> EXCERPTED DATA
--------
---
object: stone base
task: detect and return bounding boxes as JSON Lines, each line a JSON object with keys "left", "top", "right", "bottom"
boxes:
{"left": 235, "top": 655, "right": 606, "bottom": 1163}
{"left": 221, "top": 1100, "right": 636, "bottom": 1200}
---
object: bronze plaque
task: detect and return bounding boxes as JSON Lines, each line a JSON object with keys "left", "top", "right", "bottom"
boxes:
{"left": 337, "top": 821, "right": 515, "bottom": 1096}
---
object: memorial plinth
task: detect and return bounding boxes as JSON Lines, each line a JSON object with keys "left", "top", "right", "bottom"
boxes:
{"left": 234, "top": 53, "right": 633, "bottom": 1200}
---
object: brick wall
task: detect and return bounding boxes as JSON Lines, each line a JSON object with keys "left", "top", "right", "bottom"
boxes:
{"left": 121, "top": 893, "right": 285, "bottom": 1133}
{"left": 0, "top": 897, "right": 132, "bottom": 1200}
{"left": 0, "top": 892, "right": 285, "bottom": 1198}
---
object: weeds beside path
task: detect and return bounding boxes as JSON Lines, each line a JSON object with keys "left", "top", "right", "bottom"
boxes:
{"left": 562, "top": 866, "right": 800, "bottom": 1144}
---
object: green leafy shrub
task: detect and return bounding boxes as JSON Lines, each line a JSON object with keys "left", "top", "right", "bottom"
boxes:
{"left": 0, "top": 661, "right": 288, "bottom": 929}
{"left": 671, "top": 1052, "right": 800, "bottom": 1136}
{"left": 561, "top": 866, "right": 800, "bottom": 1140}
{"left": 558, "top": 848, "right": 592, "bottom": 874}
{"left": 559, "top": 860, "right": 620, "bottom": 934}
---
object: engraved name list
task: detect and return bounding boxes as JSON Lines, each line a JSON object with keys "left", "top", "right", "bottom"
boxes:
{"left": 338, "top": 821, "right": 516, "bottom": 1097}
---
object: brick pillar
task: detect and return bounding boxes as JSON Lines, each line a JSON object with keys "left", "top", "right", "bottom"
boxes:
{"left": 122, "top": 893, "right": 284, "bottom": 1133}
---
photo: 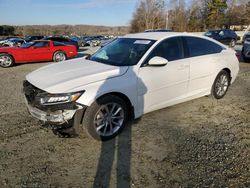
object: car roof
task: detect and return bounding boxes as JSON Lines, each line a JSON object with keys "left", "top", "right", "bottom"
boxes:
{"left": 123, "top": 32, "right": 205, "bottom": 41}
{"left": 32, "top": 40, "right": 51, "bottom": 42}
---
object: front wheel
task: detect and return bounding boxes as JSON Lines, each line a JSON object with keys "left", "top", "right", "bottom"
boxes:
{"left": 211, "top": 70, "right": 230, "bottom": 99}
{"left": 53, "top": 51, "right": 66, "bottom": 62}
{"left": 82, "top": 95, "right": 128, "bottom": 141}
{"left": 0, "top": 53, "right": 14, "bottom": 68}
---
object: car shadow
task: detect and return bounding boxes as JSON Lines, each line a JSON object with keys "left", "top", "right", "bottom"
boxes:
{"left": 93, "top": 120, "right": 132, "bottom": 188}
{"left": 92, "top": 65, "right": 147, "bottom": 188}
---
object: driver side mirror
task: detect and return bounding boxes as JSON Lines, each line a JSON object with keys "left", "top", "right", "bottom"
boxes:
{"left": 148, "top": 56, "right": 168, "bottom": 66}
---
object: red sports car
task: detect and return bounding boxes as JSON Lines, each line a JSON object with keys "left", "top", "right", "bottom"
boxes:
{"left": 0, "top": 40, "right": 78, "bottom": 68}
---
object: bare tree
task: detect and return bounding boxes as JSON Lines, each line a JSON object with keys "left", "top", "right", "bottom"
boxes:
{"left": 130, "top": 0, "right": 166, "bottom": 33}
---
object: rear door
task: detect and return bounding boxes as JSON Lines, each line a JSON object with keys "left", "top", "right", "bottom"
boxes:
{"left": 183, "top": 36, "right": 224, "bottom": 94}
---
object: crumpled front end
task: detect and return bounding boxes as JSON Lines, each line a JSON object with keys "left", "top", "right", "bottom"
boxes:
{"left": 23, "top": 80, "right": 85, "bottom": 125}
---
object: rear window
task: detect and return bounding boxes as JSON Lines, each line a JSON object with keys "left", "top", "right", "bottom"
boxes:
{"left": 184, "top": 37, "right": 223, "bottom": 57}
--------
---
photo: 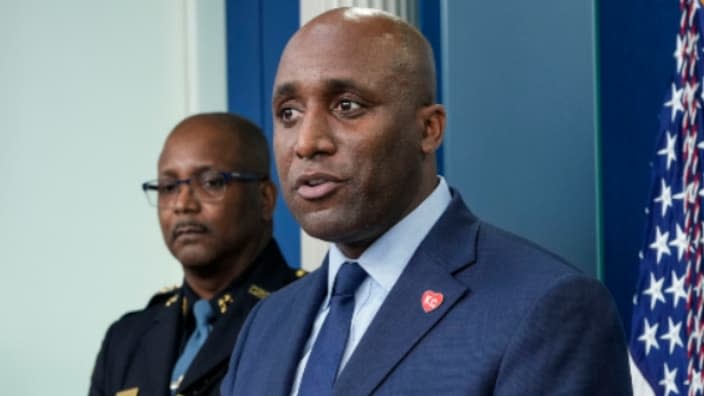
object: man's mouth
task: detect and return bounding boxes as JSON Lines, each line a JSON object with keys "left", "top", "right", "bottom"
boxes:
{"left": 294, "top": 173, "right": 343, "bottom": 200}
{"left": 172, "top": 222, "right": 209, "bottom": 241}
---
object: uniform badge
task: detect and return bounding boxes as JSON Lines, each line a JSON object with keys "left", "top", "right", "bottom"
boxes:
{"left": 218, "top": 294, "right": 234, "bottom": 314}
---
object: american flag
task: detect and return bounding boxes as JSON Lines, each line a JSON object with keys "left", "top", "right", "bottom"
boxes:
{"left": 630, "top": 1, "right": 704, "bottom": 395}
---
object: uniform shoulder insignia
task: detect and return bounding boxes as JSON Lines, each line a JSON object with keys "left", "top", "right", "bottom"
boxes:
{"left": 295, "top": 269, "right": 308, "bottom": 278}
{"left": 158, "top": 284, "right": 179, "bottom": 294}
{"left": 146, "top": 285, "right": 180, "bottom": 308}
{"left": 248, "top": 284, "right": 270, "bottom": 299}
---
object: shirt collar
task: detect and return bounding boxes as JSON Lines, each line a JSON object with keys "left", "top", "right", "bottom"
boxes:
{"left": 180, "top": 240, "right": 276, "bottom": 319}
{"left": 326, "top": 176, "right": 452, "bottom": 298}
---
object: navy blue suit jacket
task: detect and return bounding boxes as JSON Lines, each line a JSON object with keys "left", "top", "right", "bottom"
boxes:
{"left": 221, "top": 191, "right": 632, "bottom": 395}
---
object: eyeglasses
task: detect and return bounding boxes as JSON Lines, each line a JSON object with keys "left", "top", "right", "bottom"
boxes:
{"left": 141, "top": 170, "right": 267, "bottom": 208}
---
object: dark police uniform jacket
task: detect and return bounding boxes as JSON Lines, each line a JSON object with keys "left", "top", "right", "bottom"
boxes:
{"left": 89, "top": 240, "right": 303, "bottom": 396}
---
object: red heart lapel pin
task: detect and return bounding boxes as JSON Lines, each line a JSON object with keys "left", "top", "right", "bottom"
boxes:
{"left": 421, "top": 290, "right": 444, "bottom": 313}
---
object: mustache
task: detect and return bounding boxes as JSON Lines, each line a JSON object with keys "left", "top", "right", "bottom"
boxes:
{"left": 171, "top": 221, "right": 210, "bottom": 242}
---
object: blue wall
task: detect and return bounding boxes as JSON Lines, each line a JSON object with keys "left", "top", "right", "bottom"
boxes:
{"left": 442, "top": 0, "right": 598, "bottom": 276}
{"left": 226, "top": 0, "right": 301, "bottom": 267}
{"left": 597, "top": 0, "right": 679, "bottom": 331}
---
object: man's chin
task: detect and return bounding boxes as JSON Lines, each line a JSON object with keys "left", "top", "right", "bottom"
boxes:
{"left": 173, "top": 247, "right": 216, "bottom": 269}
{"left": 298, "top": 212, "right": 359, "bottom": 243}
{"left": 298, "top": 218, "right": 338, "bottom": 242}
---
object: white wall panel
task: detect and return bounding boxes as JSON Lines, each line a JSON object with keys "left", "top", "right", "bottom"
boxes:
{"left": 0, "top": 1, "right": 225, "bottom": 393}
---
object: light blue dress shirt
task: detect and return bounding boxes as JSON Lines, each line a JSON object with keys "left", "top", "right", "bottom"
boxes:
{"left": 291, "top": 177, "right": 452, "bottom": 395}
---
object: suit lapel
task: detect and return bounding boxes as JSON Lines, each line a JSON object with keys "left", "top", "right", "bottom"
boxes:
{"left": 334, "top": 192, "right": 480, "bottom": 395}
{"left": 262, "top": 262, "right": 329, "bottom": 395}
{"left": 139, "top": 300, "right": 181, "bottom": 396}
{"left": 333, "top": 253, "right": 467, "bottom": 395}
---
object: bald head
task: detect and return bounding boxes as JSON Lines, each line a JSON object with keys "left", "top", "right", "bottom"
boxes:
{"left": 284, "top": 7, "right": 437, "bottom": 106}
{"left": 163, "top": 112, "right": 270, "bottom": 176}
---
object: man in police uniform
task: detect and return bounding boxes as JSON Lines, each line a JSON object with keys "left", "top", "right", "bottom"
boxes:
--------
> WHAT IS BEING ASKED
Look through the data and show every line containing "lapel".

> TASK RESPONSE
object: red heart lapel pin
object: suit lapel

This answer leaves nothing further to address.